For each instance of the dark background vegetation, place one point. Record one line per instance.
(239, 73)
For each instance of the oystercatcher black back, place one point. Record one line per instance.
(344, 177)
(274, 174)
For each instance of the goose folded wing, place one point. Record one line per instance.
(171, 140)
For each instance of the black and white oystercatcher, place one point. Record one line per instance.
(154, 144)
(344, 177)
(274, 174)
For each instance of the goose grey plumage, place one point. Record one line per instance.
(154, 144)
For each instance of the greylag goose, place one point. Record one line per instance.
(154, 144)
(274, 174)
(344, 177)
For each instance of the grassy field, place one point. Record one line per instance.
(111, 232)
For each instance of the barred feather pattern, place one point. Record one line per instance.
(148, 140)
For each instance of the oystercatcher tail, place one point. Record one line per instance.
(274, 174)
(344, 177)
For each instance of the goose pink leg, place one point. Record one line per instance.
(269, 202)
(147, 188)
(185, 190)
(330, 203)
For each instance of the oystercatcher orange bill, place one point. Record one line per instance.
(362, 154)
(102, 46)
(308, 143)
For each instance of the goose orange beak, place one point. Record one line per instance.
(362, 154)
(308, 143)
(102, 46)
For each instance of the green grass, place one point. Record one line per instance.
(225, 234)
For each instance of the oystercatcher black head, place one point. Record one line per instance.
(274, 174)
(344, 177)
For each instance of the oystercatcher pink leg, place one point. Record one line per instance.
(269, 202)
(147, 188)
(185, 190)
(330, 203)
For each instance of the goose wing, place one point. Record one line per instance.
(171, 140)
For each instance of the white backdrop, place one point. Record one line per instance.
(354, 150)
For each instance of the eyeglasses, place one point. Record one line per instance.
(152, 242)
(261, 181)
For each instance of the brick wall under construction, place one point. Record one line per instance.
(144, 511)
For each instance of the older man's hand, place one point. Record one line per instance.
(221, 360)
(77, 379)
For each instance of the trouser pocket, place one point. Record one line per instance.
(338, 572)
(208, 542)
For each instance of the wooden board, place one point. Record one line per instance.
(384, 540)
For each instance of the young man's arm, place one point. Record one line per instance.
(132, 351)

====

▸ What the task asks:
Can you write out again every line of the rows, from the line with "For each instance of the goose wing, place" through the end of the rows, keeping the wording of each line unchanged but raising every point coordinate by 29?

▸ Result:
For each instance of the goose wing, place one point. Record one line per instance.
(200, 169)
For each instance of the white backdrop, place one point. Record one line per instance.
(383, 179)
For each instance of the eyeglasses, place one point. Record one line per instance.
(181, 271)
(290, 210)
For each instance of the brick wall under construction, place one point. Record one line per instance.
(173, 540)
For each instance of the older man's hand, place one point. Record one line per instance.
(250, 389)
(106, 408)
For each instance of the trouser pocket, place one point. Record one line per instance.
(367, 601)
(237, 571)
For each instance of the wooden board, place one point. Record one line per instance.
(413, 569)
For each instance of the young man's arm, place one point. Record one line per instance.
(161, 380)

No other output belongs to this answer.